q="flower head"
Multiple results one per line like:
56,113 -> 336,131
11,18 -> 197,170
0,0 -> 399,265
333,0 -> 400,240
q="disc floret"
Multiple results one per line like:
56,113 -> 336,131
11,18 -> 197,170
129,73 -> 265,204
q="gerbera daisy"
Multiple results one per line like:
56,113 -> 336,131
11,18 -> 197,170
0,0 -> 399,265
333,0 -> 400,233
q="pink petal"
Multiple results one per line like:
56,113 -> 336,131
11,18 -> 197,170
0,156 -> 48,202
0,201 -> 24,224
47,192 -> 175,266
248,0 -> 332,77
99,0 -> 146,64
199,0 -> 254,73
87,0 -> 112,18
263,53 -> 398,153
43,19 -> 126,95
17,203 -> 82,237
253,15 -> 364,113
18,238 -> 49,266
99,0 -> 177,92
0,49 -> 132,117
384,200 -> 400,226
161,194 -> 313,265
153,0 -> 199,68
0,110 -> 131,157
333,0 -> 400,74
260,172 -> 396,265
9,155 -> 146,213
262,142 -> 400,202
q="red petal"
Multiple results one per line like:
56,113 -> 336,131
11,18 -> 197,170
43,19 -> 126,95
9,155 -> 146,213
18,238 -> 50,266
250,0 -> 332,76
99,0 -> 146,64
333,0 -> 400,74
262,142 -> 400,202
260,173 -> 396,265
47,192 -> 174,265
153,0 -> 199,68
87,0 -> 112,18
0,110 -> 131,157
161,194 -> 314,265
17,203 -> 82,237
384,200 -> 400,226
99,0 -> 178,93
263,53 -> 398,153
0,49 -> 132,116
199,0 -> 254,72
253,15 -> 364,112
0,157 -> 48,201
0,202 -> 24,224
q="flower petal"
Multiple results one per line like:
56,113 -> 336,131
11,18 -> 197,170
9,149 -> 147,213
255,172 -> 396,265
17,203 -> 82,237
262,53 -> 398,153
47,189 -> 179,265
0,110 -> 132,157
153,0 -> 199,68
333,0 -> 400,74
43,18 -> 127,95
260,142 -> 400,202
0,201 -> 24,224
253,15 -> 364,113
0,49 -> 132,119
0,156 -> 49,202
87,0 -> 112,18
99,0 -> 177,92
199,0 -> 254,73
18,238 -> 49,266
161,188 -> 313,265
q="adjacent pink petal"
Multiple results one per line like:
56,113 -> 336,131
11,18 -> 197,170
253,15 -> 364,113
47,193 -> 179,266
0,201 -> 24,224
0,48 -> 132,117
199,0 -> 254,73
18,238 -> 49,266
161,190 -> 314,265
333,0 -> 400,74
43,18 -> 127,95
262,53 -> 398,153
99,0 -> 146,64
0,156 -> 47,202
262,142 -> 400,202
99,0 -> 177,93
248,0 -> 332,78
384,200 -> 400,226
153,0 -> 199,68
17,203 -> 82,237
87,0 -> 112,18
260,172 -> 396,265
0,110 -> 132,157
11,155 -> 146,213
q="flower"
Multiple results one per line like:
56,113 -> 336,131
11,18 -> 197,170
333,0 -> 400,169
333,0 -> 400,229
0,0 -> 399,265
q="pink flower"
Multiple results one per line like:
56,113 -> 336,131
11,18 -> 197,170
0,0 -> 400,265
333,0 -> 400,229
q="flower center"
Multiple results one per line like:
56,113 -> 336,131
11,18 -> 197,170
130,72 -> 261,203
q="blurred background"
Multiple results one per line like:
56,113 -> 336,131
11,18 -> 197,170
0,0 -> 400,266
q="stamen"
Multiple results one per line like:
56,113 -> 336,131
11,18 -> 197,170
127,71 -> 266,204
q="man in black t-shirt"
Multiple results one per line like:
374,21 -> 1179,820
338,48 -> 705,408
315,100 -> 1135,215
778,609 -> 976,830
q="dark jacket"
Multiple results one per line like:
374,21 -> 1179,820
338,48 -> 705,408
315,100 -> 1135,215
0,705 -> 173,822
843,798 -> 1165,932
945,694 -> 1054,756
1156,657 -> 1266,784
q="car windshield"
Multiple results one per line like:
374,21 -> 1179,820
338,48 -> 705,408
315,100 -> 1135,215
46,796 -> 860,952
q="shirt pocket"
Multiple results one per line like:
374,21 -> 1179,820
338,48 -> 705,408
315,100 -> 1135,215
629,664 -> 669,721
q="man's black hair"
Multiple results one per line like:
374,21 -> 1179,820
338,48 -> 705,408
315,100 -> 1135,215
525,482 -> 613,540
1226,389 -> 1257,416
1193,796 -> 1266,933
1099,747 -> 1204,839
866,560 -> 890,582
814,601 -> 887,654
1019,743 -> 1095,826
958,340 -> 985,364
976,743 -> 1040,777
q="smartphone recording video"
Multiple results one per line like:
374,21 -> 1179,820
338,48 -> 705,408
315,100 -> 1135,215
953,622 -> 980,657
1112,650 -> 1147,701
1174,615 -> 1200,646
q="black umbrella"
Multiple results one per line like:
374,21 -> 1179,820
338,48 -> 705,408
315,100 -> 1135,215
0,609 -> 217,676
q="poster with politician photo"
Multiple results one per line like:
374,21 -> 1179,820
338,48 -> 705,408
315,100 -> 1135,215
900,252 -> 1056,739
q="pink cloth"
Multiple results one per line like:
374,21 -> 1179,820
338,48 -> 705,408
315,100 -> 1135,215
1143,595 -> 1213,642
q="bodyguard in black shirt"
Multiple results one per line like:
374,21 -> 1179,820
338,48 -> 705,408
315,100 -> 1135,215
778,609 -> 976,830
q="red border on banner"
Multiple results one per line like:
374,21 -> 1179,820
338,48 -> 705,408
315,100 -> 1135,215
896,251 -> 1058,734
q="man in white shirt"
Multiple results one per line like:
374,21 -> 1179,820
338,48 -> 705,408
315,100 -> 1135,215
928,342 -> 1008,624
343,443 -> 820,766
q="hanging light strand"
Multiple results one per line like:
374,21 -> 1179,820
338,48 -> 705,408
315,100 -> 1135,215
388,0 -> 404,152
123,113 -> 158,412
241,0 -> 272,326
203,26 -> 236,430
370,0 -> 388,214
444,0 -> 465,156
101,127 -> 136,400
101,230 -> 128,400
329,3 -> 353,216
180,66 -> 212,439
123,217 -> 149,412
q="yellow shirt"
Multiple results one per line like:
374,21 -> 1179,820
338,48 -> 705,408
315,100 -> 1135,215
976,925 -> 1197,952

###

**What you have to do**. Rewrite every item above, replacing "one per line" with "each on its own line" wherever it occurs and leaving everything else the same.

**Complete output**.
q="flower head"
Multiple results each on its own line like:
56,113 -> 336,131
11,18 -> 197,170
0,0 -> 399,265
333,0 -> 400,240
q="disc floret"
Multiple results each on its own line like:
56,113 -> 336,131
11,18 -> 197,170
129,73 -> 265,204
q="gerbera daisy"
Multiple results each on its own line like:
56,113 -> 336,131
11,18 -> 197,170
0,0 -> 399,265
333,0 -> 400,233
q="pink petal"
Multiple results each on its own line like:
56,113 -> 336,131
11,18 -> 197,170
0,156 -> 48,202
0,201 -> 24,224
47,192 -> 175,266
248,0 -> 332,77
99,0 -> 146,64
199,0 -> 254,73
87,0 -> 112,18
263,53 -> 398,153
43,19 -> 126,95
17,203 -> 82,237
253,15 -> 364,113
18,238 -> 49,266
99,0 -> 177,92
0,49 -> 132,117
384,200 -> 400,226
161,194 -> 313,265
153,0 -> 199,68
0,110 -> 131,157
333,0 -> 400,74
260,172 -> 396,265
9,155 -> 146,213
262,142 -> 400,202
q="red petal"
Multiple results each on its own line like:
56,113 -> 336,131
11,18 -> 197,170
43,19 -> 126,95
9,155 -> 146,213
18,238 -> 50,266
250,0 -> 332,76
99,0 -> 146,64
333,0 -> 400,74
262,142 -> 400,202
260,173 -> 396,265
47,192 -> 174,265
153,0 -> 199,68
87,0 -> 112,18
0,110 -> 131,157
161,194 -> 314,265
17,203 -> 82,237
384,200 -> 400,226
99,0 -> 178,93
263,53 -> 398,153
0,49 -> 132,116
199,0 -> 254,72
253,15 -> 364,112
0,157 -> 48,201
0,202 -> 24,224
q="flower petal"
Multiple results each on its own line like:
56,113 -> 336,131
11,18 -> 197,170
9,149 -> 147,213
255,172 -> 396,265
17,203 -> 82,237
262,53 -> 398,153
47,189 -> 179,265
0,110 -> 132,157
153,0 -> 199,68
333,0 -> 400,74
43,18 -> 127,95
260,142 -> 400,202
0,201 -> 24,224
253,15 -> 364,113
0,49 -> 132,119
0,156 -> 49,202
87,0 -> 112,18
99,0 -> 177,92
199,0 -> 254,73
18,238 -> 49,266
161,188 -> 313,265
q="adjacent pink petal"
Multiple results each on its own line like:
56,113 -> 336,131
11,18 -> 197,170
253,15 -> 364,113
47,193 -> 179,266
0,201 -> 24,224
0,48 -> 132,117
199,0 -> 254,73
18,238 -> 49,266
161,190 -> 314,265
333,0 -> 400,74
43,18 -> 127,95
262,53 -> 398,153
99,0 -> 146,64
0,156 -> 47,202
262,142 -> 400,202
99,0 -> 177,93
248,0 -> 332,78
384,200 -> 400,226
153,0 -> 199,68
17,203 -> 82,237
87,0 -> 112,18
260,172 -> 396,265
0,110 -> 132,157
11,155 -> 146,213
q="flower"
Multiple results each on its own line like:
56,113 -> 336,131
11,18 -> 197,170
333,0 -> 400,169
333,0 -> 400,229
0,0 -> 399,265
q="pink flower"
Multiple results each on its own line like:
56,113 -> 336,131
11,18 -> 197,170
0,0 -> 400,265
333,0 -> 400,229
q="flower center"
Multiple results each on its own line like:
56,113 -> 336,131
11,18 -> 197,170
130,72 -> 261,203
q="blurred background"
Multiple results each on its own line like:
56,113 -> 336,131
11,18 -> 197,170
0,0 -> 400,266
q="stamen"
Multiple results each on its own line like:
56,113 -> 336,131
11,18 -> 197,170
127,71 -> 266,204
q="man in black t-shirt"
Multiple results each on its own line like:
374,21 -> 1179,820
338,48 -> 705,408
315,100 -> 1135,215
778,609 -> 976,830
q="dark jacket"
Multiple results each on its own line like:
374,21 -> 1179,820
338,48 -> 705,408
315,100 -> 1135,215
0,705 -> 173,822
843,798 -> 1165,932
945,694 -> 1054,756
1156,657 -> 1266,784
q="car windshield"
Multiple results each on its own line like:
374,21 -> 1179,820
338,48 -> 705,408
315,100 -> 1135,215
46,796 -> 860,952
q="shirt pocket"
Multiple results each on its own line like:
374,21 -> 1179,820
338,48 -> 705,408
315,100 -> 1135,215
629,664 -> 669,721
q="man's black hair"
Multiple results each on its own line like:
374,21 -> 1179,820
338,48 -> 705,408
315,100 -> 1135,215
525,482 -> 613,540
1226,389 -> 1257,416
1193,796 -> 1266,933
1099,747 -> 1204,839
866,560 -> 890,582
814,601 -> 887,654
1019,743 -> 1095,826
958,340 -> 985,364
976,743 -> 1040,777
q="smartphone recording video"
Multiple results each on its own line like:
374,21 -> 1179,820
338,48 -> 705,408
315,100 -> 1135,215
953,622 -> 980,657
1112,650 -> 1147,701
1174,615 -> 1200,646
q="black umbrella"
Multiple results each on its own line like:
374,21 -> 1179,820
338,48 -> 705,408
315,100 -> 1135,215
0,609 -> 217,676
q="poster with politician photo"
Multiple results each on its own line like:
374,21 -> 1179,820
338,48 -> 705,408
315,100 -> 1135,215
900,252 -> 1056,739
q="pink cloth"
Multiple results each on its own line like:
374,21 -> 1179,820
338,48 -> 705,408
315,100 -> 1135,215
1143,595 -> 1213,642
q="bodyguard in black shirt"
Multiple results each on its own line like:
374,21 -> 1179,820
338,48 -> 705,408
315,100 -> 1135,215
778,609 -> 976,830
q="red border on banner"
Multiple results each on its own line like:
374,21 -> 1179,820
338,48 -> 705,408
315,100 -> 1135,215
896,251 -> 1058,734
q="man in white shirt"
Multiple results each on its own line like:
374,21 -> 1179,820
338,48 -> 705,408
315,100 -> 1135,215
928,342 -> 1008,624
343,443 -> 820,766
q="hanging light strand"
Multiple results each on its own line like:
374,21 -> 1179,820
338,48 -> 705,408
315,100 -> 1135,215
388,0 -> 404,152
123,113 -> 158,412
241,0 -> 272,326
203,26 -> 236,430
370,0 -> 388,214
444,0 -> 465,156
101,127 -> 136,400
101,230 -> 128,400
329,3 -> 353,216
180,66 -> 212,439
123,217 -> 149,412
q="yellow shirt"
Multiple results each on its own line like:
374,21 -> 1179,820
338,48 -> 705,408
315,100 -> 1135,215
976,925 -> 1197,952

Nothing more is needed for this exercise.